**EXERCISE DETAILS:** Please output the records below in full, exactly as given, but without the images.

**MATERIAL FOR THE TASK:**
+--

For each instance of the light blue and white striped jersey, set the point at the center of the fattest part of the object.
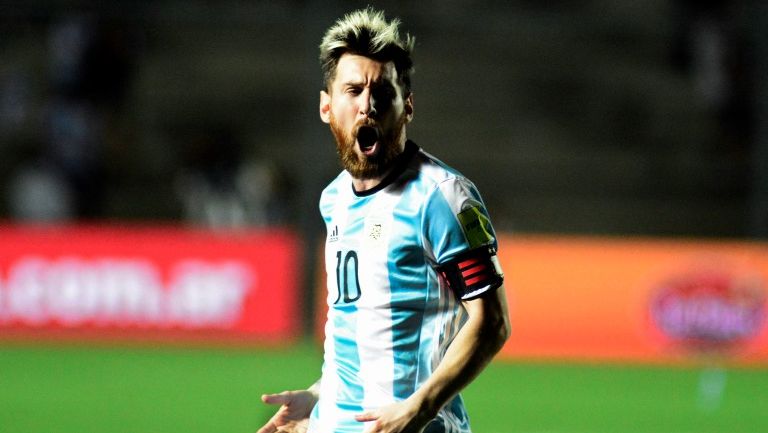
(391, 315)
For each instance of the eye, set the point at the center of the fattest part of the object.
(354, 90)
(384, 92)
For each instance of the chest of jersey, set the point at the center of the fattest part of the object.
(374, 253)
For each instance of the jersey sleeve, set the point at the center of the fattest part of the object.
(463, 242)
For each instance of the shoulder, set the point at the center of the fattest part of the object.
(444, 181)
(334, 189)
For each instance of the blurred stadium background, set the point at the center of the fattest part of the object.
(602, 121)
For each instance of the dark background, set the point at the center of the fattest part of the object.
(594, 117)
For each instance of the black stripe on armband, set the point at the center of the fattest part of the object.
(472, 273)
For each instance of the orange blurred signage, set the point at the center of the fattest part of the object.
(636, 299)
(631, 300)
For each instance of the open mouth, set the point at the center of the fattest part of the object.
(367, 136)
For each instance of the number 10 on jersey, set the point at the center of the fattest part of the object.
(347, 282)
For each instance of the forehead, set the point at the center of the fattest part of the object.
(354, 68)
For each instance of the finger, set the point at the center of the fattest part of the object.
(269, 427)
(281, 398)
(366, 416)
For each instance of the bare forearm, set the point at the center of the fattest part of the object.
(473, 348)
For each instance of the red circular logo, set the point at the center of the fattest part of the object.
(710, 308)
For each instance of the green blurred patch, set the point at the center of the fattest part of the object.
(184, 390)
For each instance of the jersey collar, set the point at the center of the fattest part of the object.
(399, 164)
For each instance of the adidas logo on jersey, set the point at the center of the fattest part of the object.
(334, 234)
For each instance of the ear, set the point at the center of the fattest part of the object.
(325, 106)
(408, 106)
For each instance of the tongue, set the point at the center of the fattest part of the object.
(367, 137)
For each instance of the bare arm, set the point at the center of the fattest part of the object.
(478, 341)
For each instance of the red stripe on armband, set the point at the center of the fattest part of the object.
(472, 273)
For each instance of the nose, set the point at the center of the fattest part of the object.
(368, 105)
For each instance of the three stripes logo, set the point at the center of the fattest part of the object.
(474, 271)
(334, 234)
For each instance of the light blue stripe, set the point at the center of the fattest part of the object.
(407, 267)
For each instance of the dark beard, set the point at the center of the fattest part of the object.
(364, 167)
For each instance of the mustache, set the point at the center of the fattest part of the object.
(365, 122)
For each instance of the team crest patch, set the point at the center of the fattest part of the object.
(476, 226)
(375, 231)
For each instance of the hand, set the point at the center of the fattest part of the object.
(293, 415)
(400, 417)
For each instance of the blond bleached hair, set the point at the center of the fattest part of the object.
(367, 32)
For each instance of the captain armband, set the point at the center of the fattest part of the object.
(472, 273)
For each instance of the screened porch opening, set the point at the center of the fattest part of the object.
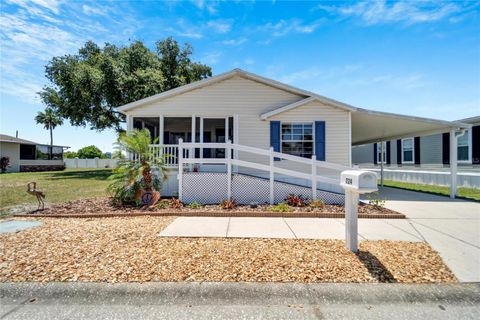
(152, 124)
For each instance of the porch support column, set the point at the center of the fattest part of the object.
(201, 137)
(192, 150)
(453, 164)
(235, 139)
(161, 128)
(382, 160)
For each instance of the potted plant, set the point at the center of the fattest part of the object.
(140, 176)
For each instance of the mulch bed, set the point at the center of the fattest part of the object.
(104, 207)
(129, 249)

+--

**SOLUTION TO THIS PROBLEM:**
For each instance of the light blue and white striped jersey, set the point at the center of the fattest part of the object.
(391, 315)
For each instance of the eye, set the point at the center of the fattest part of the object.
(354, 90)
(384, 92)
For each instance of the chest of jersey, set the point at the center of the fattest part of the object.
(374, 253)
For each instance of the jersey sleeve, set the point at the center of the fattest part of the object.
(463, 242)
For each instance of the shoulder, set the point at the center of the fattest part of the object.
(444, 181)
(334, 189)
For each instance of the blurred stadium background, set the point at the center of the fattest part of the object.
(602, 121)
For each instance of the dark background, set the point at the center of the fattest part of the object.
(594, 117)
For each instance of the black stripe on armband, set the point at the center of the fattest part of the object.
(472, 273)
For each instance of the orange blurred signage, set the point at the center of the fattest part of the object.
(636, 299)
(631, 300)
For each instance of the open mouth, set the point at the center of the fattest part of the object.
(367, 136)
For each instance of the number 10 on jersey, set the point at the center of the fattest part of the object.
(347, 282)
For each instance of the forehead, set the point at the center of the fattest part of the object.
(354, 68)
For each instance of the finger, set the point at the center of the fattest part of the object.
(269, 427)
(281, 398)
(366, 416)
For each instance of the bare forearm, set the point at the center of the fattest part of the object.
(473, 348)
For each instance of the red circular logo, set the point at the center of the fattest part of the object.
(710, 308)
For each instance of the green blurred patch, set the point at the center of the fattest part of the object.
(184, 390)
For each instance of the jersey collar, set the point at the center of the fattest part of the object.
(399, 164)
For each instance of the adidas logo on jersey, set the point at the center of the fattest part of the object.
(334, 234)
For each instance of the ear, set the point at the center of the fattest part of the object.
(325, 106)
(408, 106)
For each instance of the tongue, set the point at the center of the fattest part of the object.
(367, 137)
For each instance of the bare arm, set the point at the center of the fattest part of the object.
(478, 341)
For each instance of the red stripe on armband, set the point at the center of the fattest part of the object.
(472, 273)
For each instance of the nose, set the point at the center of the fattest part of the object.
(368, 105)
For each instance of the three stripes logo, set the point at the center of the fattest part of the object.
(474, 271)
(334, 234)
For each instance of the light blue stripe, set the point at the center of the fattest part of the object.
(407, 267)
For each instance of the dark beard, set the point at the center of the fattest part of the object.
(364, 167)
For each instance of the mustache, set the point at the center of the fattest part of the object.
(365, 122)
For each instance of the team crest patch, set the point at the center of the fattest part of the object.
(476, 226)
(375, 231)
For each instance of the hand, set the point at the center of the fattest part of the object.
(293, 415)
(400, 417)
For each instance of the blond bleached hair, set the point at the center of the fattest part of the object.
(367, 32)
For each instance of the captain armband, set the point at the center of the fattest part of the object.
(472, 273)
For each instance of the screened porch opening, set the point at the center of the fattest part of the object.
(152, 124)
For each instance of the porch support column, set the point at the center of the fattest part of the object.
(201, 137)
(192, 150)
(453, 164)
(235, 139)
(161, 128)
(382, 160)
For each instance of the potted plant, set the point at the center of the fattest part of the object.
(140, 176)
For each instance of the mulch bed, set the point at the center of the fattest part of the object.
(104, 207)
(129, 249)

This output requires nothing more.